BEGIN
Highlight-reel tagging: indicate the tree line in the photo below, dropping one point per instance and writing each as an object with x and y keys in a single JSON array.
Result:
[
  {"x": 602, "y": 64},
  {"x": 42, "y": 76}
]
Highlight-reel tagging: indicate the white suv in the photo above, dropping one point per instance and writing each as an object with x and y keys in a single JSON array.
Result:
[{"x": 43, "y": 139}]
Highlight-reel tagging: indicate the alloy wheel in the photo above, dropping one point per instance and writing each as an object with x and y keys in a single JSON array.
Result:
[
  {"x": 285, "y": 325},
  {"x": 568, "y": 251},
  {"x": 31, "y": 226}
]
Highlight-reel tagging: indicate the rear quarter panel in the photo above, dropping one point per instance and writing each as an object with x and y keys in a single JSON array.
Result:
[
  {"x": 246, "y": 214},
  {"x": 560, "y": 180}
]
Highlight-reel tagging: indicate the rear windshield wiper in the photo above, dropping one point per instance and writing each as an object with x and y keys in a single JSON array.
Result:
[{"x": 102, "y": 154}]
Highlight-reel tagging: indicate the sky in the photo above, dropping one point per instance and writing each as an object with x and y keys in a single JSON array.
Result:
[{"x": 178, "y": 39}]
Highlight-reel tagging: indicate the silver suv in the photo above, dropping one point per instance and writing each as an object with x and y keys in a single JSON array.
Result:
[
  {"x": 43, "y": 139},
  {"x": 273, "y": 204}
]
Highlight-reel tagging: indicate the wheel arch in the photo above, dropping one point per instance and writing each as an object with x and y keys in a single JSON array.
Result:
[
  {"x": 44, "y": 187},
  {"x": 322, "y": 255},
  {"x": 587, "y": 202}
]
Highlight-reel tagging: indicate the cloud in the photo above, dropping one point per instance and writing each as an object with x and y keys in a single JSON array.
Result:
END
Begin with the line containing "Highlight-reel tagging: indicate the wheel" and repeat each line exactly until the records above end.

Highlight-reel tagging: indicate the wheel arch in the photo above, dropping one point per instance and writing each as an object with x and y keys in a single JSON array.
Result:
[
  {"x": 44, "y": 187},
  {"x": 322, "y": 255},
  {"x": 587, "y": 202}
]
Highlight-reel tagging: indicate the cloud in the photo above, dropping one point per instance and writing each as an object with x and y keys in a single JSON array.
Result:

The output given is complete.